Data extracted from a collection —
——————————
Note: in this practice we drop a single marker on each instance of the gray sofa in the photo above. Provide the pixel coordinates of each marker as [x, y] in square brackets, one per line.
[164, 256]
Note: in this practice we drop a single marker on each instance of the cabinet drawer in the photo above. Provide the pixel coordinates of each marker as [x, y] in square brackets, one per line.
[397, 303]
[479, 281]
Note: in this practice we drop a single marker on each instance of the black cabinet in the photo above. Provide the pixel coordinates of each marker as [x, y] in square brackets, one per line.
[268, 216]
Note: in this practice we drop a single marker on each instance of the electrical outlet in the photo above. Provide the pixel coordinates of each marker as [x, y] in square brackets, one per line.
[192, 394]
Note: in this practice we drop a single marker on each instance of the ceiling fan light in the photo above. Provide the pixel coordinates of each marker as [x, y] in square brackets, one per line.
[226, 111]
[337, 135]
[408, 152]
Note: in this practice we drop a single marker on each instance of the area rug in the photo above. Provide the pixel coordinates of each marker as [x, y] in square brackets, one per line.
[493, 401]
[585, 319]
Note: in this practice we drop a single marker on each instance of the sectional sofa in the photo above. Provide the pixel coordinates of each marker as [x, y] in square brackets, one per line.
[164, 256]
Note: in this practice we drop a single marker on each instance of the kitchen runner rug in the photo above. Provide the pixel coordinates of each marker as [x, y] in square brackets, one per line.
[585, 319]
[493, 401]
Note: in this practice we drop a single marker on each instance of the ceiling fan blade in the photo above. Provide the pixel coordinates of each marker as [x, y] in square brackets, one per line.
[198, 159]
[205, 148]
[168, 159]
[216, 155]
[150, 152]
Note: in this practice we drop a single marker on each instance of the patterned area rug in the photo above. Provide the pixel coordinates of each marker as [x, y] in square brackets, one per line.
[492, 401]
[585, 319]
——————————
Quote every line of the data, word for word.

Note: in this practice we drop a single marker on each instance of the gray sofa in the photo above. Provide the pixel coordinates of each marker as [x, y] in square brackets, one per line.
[164, 256]
Note: in this practice we drop a single marker on each instance of the cabinet drawer in the photo above. Provide the pixel coordinates of each marker as [x, y] in square brackets, one per line.
[397, 303]
[479, 281]
Note: in this practice we drop a single marker on each instance of the black cabinet in the photo above. Provide the pixel coordinates of each marker as [x, y] in square brackets, one per line.
[268, 216]
Note: in this practice we drop a single marker on each instance of the electrical outlet in the photo above. Provide the pixel coordinates of each marker as [x, y] in square brackets, one per line.
[192, 394]
Note: in this practice we drop a single marker on each instance of the ceiling fan light in the photo above. Provide the pixel coordinates of each marker as [x, y] in square brackets, one per line.
[226, 111]
[337, 135]
[408, 152]
Note: in this practice we drop a single marker on each instance of the area rug in the photo above. Provide the pixel coordinates of each marker as [x, y] in square brackets, one per line.
[493, 401]
[585, 319]
Note: in this practice we drop a single marker on each instance of the sectional sofa in the photo above. Provide the pixel coordinates of each marker as [x, y] in square brackets, one per line.
[164, 256]
Note: in this practice we drop a single marker on each instance of the kitchen runner rug in the photo above. Provide the pixel coordinates of each marker as [x, y] in square brackets, one per line.
[585, 319]
[493, 401]
Note: in this practice we drop a single marker on each instance of the ceiling fan blade in the photo above. Provide the pixel coordinates of each marker as [x, y] in square brackets, one per line.
[198, 159]
[205, 148]
[168, 159]
[216, 155]
[150, 152]
Note: in this practice we drop a single marker on each instance of the patterned area rug in the photo above. Provide the pixel coordinates of each marker as [x, y] in square brackets, one per line.
[492, 401]
[585, 319]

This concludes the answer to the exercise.